WHAT THIS TASK INVOLVES -> Could you copy the whole listing below line for line, without any changes, and leave out the pictures?

LISTED ENTRIES ->
++++++++++++++++++++
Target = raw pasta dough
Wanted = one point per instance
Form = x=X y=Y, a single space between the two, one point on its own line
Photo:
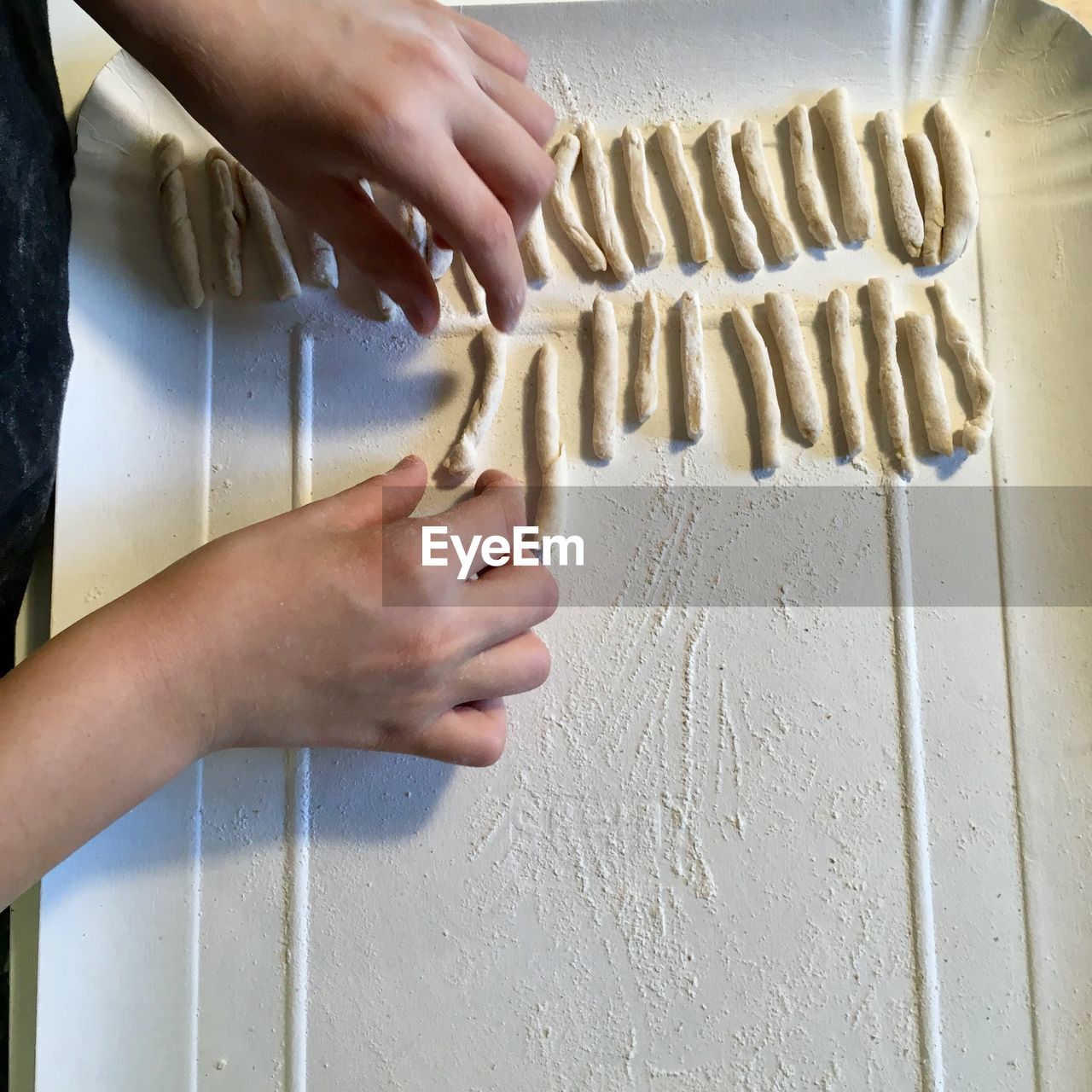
x=908 y=215
x=229 y=215
x=694 y=363
x=597 y=177
x=565 y=160
x=535 y=249
x=881 y=305
x=961 y=190
x=647 y=385
x=857 y=212
x=758 y=174
x=845 y=373
x=604 y=378
x=726 y=179
x=175 y=215
x=923 y=162
x=804 y=398
x=552 y=456
x=808 y=189
x=697 y=229
x=921 y=342
x=266 y=227
x=640 y=195
x=979 y=383
x=464 y=455
x=323 y=262
x=765 y=392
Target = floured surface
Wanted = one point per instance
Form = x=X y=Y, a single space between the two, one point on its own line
x=751 y=847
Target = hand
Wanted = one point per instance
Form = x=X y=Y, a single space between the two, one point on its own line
x=408 y=93
x=284 y=639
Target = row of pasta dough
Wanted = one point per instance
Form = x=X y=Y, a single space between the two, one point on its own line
x=932 y=192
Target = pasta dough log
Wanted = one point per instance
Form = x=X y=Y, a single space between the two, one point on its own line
x=270 y=236
x=647 y=383
x=552 y=455
x=323 y=262
x=565 y=162
x=535 y=249
x=437 y=258
x=640 y=195
x=175 y=217
x=961 y=190
x=597 y=177
x=979 y=383
x=881 y=305
x=758 y=174
x=765 y=392
x=388 y=309
x=694 y=363
x=908 y=215
x=845 y=373
x=921 y=341
x=697 y=229
x=923 y=162
x=808 y=188
x=726 y=179
x=476 y=293
x=229 y=215
x=804 y=398
x=604 y=378
x=463 y=456
x=857 y=212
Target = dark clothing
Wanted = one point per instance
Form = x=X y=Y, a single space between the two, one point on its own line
x=35 y=351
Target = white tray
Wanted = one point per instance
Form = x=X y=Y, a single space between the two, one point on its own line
x=892 y=804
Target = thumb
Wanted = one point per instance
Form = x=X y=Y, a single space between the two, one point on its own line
x=381 y=253
x=386 y=497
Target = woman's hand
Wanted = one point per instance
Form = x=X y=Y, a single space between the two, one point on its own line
x=408 y=93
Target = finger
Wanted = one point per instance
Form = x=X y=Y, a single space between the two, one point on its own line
x=508 y=601
x=351 y=222
x=492 y=46
x=495 y=511
x=468 y=735
x=512 y=165
x=460 y=206
x=385 y=497
x=518 y=100
x=517 y=666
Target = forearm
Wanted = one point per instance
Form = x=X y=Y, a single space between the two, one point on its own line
x=88 y=729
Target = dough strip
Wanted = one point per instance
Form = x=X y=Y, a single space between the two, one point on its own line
x=565 y=162
x=464 y=456
x=857 y=211
x=694 y=363
x=765 y=392
x=845 y=371
x=908 y=215
x=597 y=177
x=697 y=229
x=758 y=174
x=979 y=383
x=881 y=305
x=804 y=398
x=726 y=179
x=268 y=229
x=808 y=189
x=604 y=378
x=175 y=218
x=640 y=195
x=647 y=382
++++++++++++++++++++
FULL OUTPUT ->
Target = raw pasta dough
Wanted = one point per instance
Form = x=X y=Y, a single space between the two, one point on its own line
Photo:
x=908 y=215
x=229 y=215
x=694 y=363
x=597 y=177
x=565 y=160
x=535 y=249
x=881 y=305
x=961 y=190
x=647 y=385
x=857 y=212
x=758 y=174
x=845 y=373
x=604 y=378
x=726 y=179
x=175 y=215
x=923 y=162
x=804 y=398
x=552 y=456
x=808 y=189
x=697 y=229
x=921 y=342
x=266 y=227
x=640 y=195
x=979 y=383
x=464 y=455
x=323 y=262
x=765 y=392
Target = floured surface
Wanted = one point per instance
Form = x=X y=Y, a single space between the two, one point on its own line
x=751 y=847
Target = hand
Wanted = one point per instance
Form = x=X y=Y, a single space between the two, one point on its own line
x=408 y=93
x=284 y=639
Target = row of pasta dough
Wanted = one point per instance
Form = x=X y=Y, a single space between the two, one point on its own line
x=932 y=192
Target = pasta dough log
Wanted = one point per instance
Form = x=X y=Y, a single space between the two, one point on its own line
x=270 y=236
x=647 y=383
x=552 y=455
x=323 y=262
x=565 y=162
x=535 y=249
x=437 y=258
x=640 y=195
x=175 y=217
x=961 y=190
x=597 y=177
x=979 y=383
x=881 y=305
x=758 y=174
x=765 y=392
x=388 y=309
x=694 y=363
x=908 y=215
x=845 y=373
x=921 y=341
x=697 y=229
x=923 y=162
x=808 y=188
x=726 y=179
x=476 y=293
x=229 y=215
x=804 y=398
x=604 y=378
x=463 y=456
x=857 y=212
Target = dark clothing
Wanted = one point per instance
Form = x=X y=Y, a single space between the two, one point on its own line
x=35 y=351
Target = white tray
Wanted = one point per instance
Form = x=X y=Y, a single space between the two, one point on its own line
x=892 y=804
Target = thumb
Wanted = one point per instance
Form = x=X y=Y, a single space between the two, one point on its own line
x=381 y=253
x=386 y=497
Target = woman's hand
Wanted = one point per instance
Form = x=X y=Y, a single space between the two, one point on its own line
x=408 y=93
Target = finger
Wanted = one point per instance
Form = x=X y=Y, a single space between the two, one point on its own line
x=508 y=601
x=351 y=222
x=492 y=46
x=495 y=511
x=468 y=735
x=512 y=165
x=460 y=206
x=385 y=497
x=518 y=100
x=517 y=666
Target = forearm
Wanted = one point per instance
Form = x=X y=Y, a single space between the two, one point on its own line
x=88 y=729
Target = dough strip
Wanted = one point per instance
Form = x=X y=Y, a single space between the two, one point on its own line
x=565 y=162
x=464 y=456
x=857 y=211
x=694 y=363
x=765 y=392
x=845 y=371
x=908 y=215
x=597 y=177
x=697 y=229
x=758 y=174
x=979 y=383
x=881 y=305
x=804 y=398
x=726 y=179
x=268 y=229
x=808 y=189
x=604 y=378
x=175 y=218
x=640 y=195
x=647 y=382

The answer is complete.